SOURCE DOCUMENT
□ □ □
Re: storing pg logs outside of rocksdb

xiaoyan li <wisher2003@xxxxxxxxx> · Tue, 3 Apr 2018 13:37:29 +0800



On Tue, Apr 3, 2018 at 12:50 PM, Mark Nelson <mnelson@xxxxxxxxxx> wrote:
> Indeed.  There was a moderate performance improvement (may 10-20%) but a
> dramatic reduction in CPU overhead.  Note however that bluestore/rocksdb
> will likely show different bottlenecks and performance implications than
> petstore did.
May I ask what petstore is?

>
> Mark
>
>
>
> On 04/02/2018 11:03 PM, Varada Kari (System Engineer) wrote:
>>
>> I think Mark tested with MemStore. Should be there in one of the
>> performance meetings notes with the results and link. Please check for
>> PetStore.
□ □ □
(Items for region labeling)
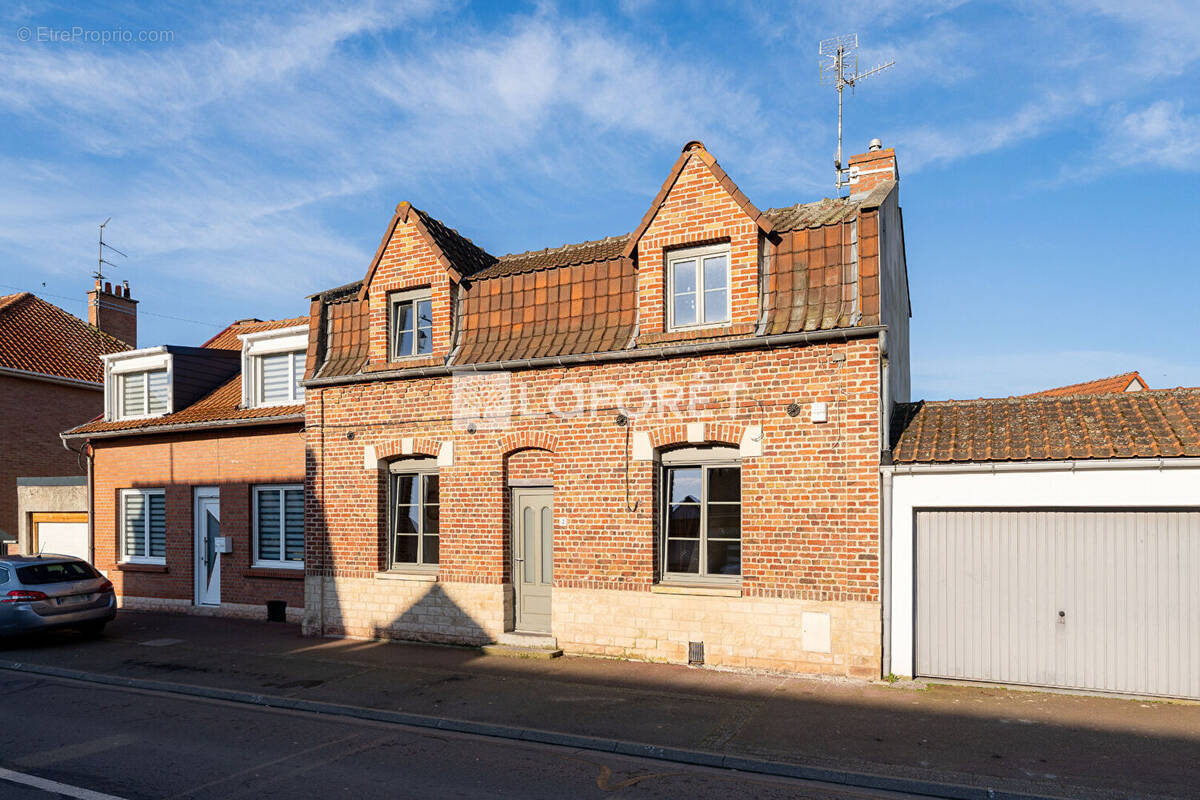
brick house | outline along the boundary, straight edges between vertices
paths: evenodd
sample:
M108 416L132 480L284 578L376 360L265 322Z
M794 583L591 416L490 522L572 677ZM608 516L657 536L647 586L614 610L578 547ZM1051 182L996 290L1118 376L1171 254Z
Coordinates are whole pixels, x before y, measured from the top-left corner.
M62 439L91 456L94 563L122 607L302 614L307 324L103 359L103 417Z
M59 433L103 408L101 356L136 344L127 284L97 281L86 323L28 291L0 296L0 552L30 529L18 518L19 479L83 475L84 461ZM82 521L72 524L86 524L85 507L72 513Z
M910 306L850 163L760 211L691 142L632 233L503 257L397 206L312 297L305 631L878 675Z

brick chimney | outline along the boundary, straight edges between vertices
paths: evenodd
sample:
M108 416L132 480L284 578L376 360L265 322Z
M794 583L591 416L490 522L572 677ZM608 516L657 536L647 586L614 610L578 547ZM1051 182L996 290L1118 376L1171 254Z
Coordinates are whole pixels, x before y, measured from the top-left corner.
M136 348L138 345L138 301L130 297L130 282L114 287L109 281L88 293L88 323Z
M852 194L866 194L882 181L900 180L895 149L884 150L878 139L871 139L866 152L851 156L847 167Z

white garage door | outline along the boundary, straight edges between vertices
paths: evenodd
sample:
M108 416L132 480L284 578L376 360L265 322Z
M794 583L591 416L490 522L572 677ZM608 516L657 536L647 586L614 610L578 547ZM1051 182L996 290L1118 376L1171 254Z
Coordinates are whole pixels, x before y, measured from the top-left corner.
M42 553L74 555L88 559L88 523L40 522L37 523L37 548Z
M917 512L917 673L1200 698L1200 511Z

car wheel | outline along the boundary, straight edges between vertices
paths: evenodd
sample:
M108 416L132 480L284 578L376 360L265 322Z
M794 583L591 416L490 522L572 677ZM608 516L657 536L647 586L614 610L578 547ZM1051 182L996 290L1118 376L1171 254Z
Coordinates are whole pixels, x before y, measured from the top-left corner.
M89 639L94 639L104 632L106 625L108 625L107 620L103 622L88 622L85 625L80 625L79 630L83 631L83 634L85 637L88 637Z

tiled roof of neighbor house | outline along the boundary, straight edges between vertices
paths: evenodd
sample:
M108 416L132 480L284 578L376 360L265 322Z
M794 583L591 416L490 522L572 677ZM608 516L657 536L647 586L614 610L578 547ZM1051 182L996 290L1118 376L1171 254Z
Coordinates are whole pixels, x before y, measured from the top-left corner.
M896 463L1200 457L1200 389L904 403Z
M456 349L452 365L620 350L637 331L636 241L653 219L685 156L704 160L714 178L769 233L764 269L764 321L758 333L875 325L880 321L878 224L874 215L894 191L883 181L870 192L760 212L698 143L689 143L637 230L619 236L493 257L409 203L396 207L364 281L313 295L323 330L310 331L310 378L358 374L367 361L368 315L364 287L392 230L416 217L416 228L454 271ZM848 227L858 229L858 275ZM631 255L635 253L635 255ZM456 279L457 279L456 278ZM323 311L322 311L323 309Z
M128 349L28 291L0 296L0 367L101 383L100 356Z
M1130 385L1138 384L1136 389L1130 389ZM1072 384L1069 386L1058 386L1056 389L1044 389L1039 392L1031 392L1028 395L1021 395L1021 397L1063 397L1066 395L1108 395L1111 392L1126 392L1126 391L1139 391L1150 389L1150 385L1141 379L1141 375L1136 372L1123 372L1120 375L1112 375L1111 378L1099 378L1098 380L1087 380L1081 384Z
M238 337L242 333L257 333L259 331L306 325L307 317L294 319L258 320L244 319L233 323L227 329L204 343L203 349L208 350L240 350L241 343ZM202 423L235 423L238 421L253 422L265 419L284 417L288 420L304 419L304 403L296 405L271 405L269 408L244 408L241 405L241 373L212 387L212 391L203 396L186 408L167 414L142 420L118 420L106 422L95 420L67 432L68 435L89 435L100 433L119 433L121 431L137 431L138 433L169 432L178 426L191 426Z
M784 209L767 209L762 216L770 219L775 233L850 222L863 209L878 207L895 185L895 181L882 181L874 190L860 197L836 199L827 197L816 203L800 203L799 205L791 205Z

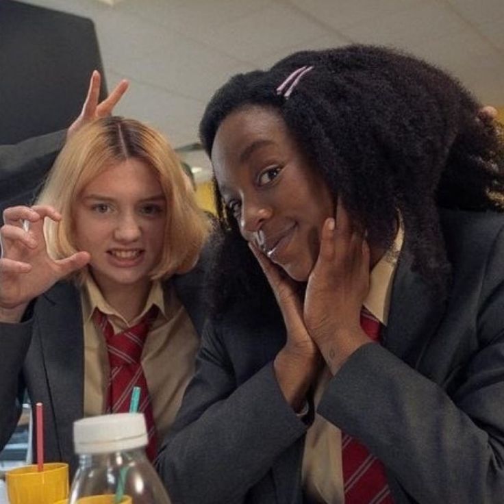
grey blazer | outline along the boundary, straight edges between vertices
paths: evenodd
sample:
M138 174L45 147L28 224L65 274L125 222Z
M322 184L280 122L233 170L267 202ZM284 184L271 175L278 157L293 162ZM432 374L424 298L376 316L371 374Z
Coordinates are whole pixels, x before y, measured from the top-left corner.
M440 303L412 270L407 230L383 345L357 350L318 413L385 465L396 504L504 502L504 216L442 212L453 278ZM272 362L279 320L238 307L208 325L158 458L174 503L308 502L307 425Z
M198 333L203 325L200 264L175 276L177 294ZM10 437L25 390L45 405L45 451L48 462L76 469L73 424L84 416L84 336L79 291L67 282L37 298L20 324L0 323L0 449ZM34 447L35 449L35 447Z
M7 207L29 204L63 147L66 131L0 146L0 215Z

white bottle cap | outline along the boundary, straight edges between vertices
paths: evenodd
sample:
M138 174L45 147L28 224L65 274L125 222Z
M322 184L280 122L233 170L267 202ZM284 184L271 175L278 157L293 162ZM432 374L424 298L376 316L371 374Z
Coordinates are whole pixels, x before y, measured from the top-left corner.
M73 424L75 453L106 453L147 444L143 413L115 413L90 416Z

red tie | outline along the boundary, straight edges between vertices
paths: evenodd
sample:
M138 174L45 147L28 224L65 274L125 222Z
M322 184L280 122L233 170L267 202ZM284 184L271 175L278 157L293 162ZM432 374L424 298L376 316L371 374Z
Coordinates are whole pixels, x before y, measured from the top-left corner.
M360 324L373 341L378 341L379 320L364 308ZM393 504L383 464L348 434L343 433L342 450L345 504Z
M138 324L114 334L114 328L105 314L97 308L93 314L93 320L107 342L110 364L107 413L129 412L133 388L140 387L138 411L145 416L149 437L145 452L151 461L158 453L158 442L151 397L140 357L149 329L157 316L158 307L153 306Z

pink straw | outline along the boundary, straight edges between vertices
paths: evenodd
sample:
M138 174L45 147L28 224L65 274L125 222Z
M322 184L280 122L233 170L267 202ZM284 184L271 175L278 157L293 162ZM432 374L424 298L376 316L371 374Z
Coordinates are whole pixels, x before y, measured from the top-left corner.
M42 403L35 405L37 425L37 470L44 470L44 414Z

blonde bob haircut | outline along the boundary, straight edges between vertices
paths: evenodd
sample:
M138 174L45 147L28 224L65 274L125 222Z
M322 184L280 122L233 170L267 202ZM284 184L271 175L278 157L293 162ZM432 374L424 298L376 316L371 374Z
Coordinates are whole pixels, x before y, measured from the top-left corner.
M38 201L51 205L62 217L60 223L46 219L48 253L61 259L77 251L73 203L94 177L131 158L152 168L166 199L166 229L160 237L164 246L150 277L156 279L186 273L196 264L208 236L208 218L188 189L187 175L166 140L147 125L118 116L98 119L84 127L60 153ZM81 282L87 273L85 268L75 276Z

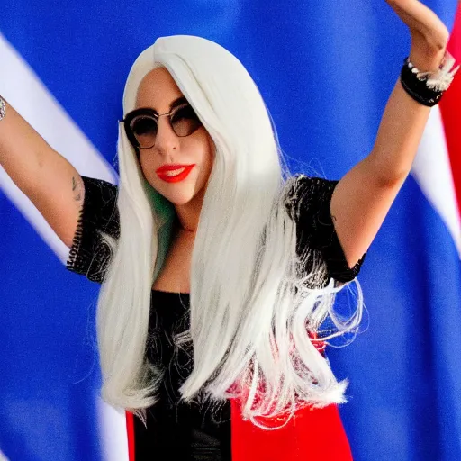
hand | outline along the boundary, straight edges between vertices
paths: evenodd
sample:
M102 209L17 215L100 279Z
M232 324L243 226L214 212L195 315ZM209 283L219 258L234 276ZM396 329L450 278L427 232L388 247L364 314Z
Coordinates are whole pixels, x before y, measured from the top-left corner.
M421 71L438 68L449 32L440 18L418 0L385 0L410 29L410 60Z

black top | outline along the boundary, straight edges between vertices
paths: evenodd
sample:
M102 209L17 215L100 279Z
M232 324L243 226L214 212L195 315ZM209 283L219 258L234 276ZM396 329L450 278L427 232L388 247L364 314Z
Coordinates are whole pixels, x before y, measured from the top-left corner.
M84 204L67 268L102 283L111 251L97 230L120 236L117 187L100 179L82 177ZM300 175L287 195L287 212L297 222L298 253L309 247L313 250L312 258L320 256L325 261L327 276L314 281L319 287L330 278L339 282L354 279L366 256L348 267L330 212L337 184ZM312 260L307 261L306 270L309 264ZM189 295L152 290L151 301L156 309L151 309L148 356L152 363L162 366L165 375L158 402L147 411L147 429L134 419L136 460L150 459L153 454L158 461L230 460L230 402L213 409L179 402L178 388L192 371L192 350L175 347L173 334L188 327Z

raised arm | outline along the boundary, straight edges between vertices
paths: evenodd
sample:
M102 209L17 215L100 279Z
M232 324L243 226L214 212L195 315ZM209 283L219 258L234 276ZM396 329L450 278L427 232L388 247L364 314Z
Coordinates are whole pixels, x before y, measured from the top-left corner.
M443 23L418 0L386 1L410 28L411 62L421 71L437 70L449 38ZM330 211L349 267L367 250L410 173L429 112L399 78L372 152L338 184Z
M70 247L83 203L76 168L5 101L0 120L0 166Z

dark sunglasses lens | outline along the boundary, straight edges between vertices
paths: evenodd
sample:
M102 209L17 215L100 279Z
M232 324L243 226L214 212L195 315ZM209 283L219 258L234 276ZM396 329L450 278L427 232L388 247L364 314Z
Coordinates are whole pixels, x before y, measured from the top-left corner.
M190 105L179 108L171 117L171 126L177 136L189 136L202 123Z
M130 128L141 148L151 148L157 136L157 121L149 115L139 115L130 123Z

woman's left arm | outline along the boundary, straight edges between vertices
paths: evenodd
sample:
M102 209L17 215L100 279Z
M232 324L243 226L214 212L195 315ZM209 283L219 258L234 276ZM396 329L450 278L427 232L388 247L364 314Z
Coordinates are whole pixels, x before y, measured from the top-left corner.
M386 2L410 29L411 62L420 71L437 70L449 38L447 27L418 0ZM349 267L366 252L410 173L429 112L406 93L399 78L372 152L336 186L331 216Z

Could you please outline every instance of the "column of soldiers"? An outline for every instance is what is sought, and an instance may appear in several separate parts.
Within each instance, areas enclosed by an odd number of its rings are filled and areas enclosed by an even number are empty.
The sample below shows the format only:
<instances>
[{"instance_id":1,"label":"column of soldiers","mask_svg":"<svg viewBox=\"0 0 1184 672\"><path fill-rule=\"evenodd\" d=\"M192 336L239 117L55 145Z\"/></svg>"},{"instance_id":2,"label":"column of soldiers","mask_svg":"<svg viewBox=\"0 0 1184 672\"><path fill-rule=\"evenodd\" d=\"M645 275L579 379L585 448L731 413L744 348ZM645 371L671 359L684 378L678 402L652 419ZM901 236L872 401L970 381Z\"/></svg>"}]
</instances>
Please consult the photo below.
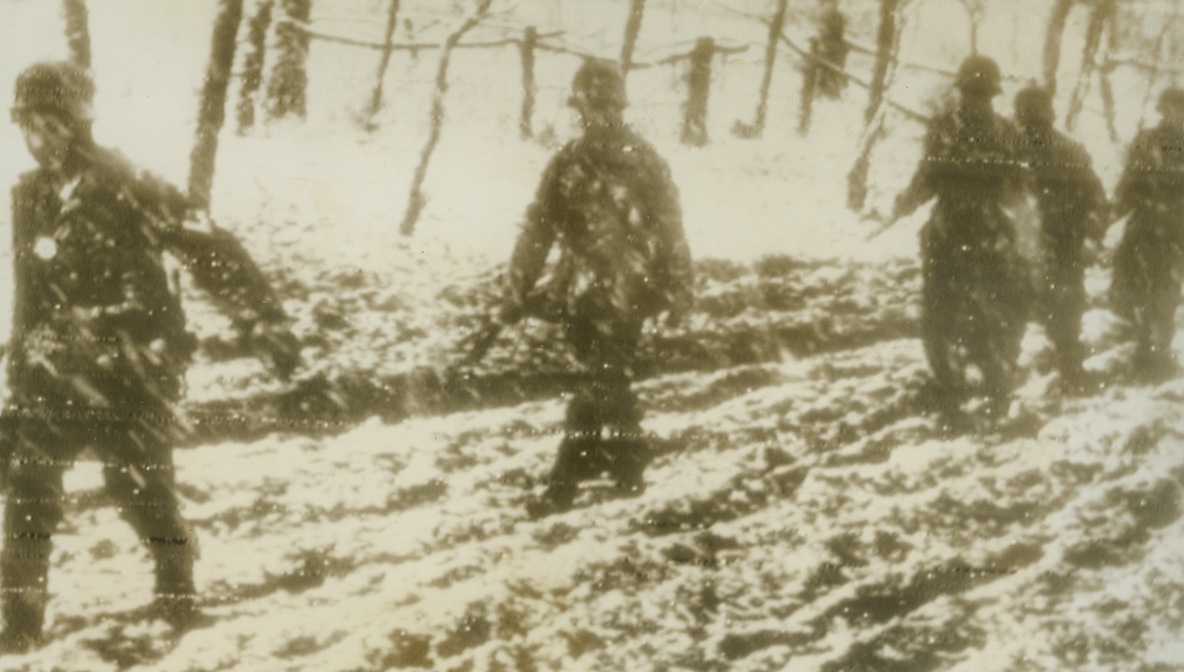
□ □ □
WORK INSTRUCTIONS
a: In the thread about storing pg logs outside of rocksdb, what did Mark Nelson say was reduced dramatically?
b: Duplicate the stretch of the pg logs thread from "xiaoyan li <wisher2003@xxxxxxxxx>" through "what petstore is?".

ANSWERS PROVIDED
a: CPU overhead.

b:
xiaoyan li <wisher2003@xxxxxxxxx> · Tue, 3 Apr 2018 13:37:29 +0800



On Tue, Apr 3, 2018 at 12:50 PM, Mark Nelson <mnelson@xxxxxxxxxx> wrote:
> Indeed.  There was a moderate performance improvement (may 10-20%) but a
> dramatic reduction in CPU overhead.  Note however that bluestore/rocksdb
> will likely show different bottlenecks and performance implications than
> petstore did.
May I ask what petstore is?